■ **Available data**:
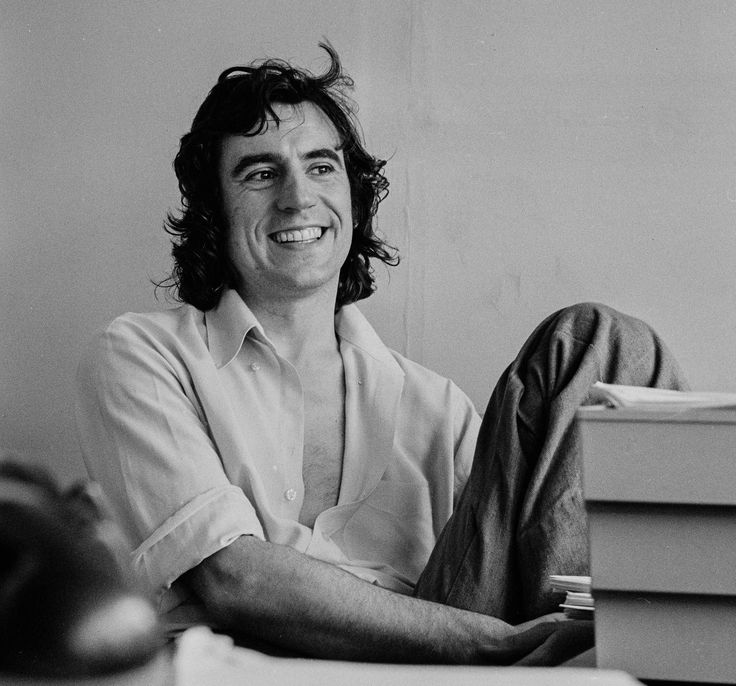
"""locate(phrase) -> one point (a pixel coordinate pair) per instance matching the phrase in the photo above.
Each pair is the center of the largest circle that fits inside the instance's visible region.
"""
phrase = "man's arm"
(280, 595)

■ **What the exercise asks**:
Please copy every line in the entries where "instance" appears.

■ **Reply**:
"""locate(phrase) -> one point (a pixel coordinate pair) per instance matching the phrase in the photo above.
Each pair is the center of the largest circle that fits inside the instance's visible region.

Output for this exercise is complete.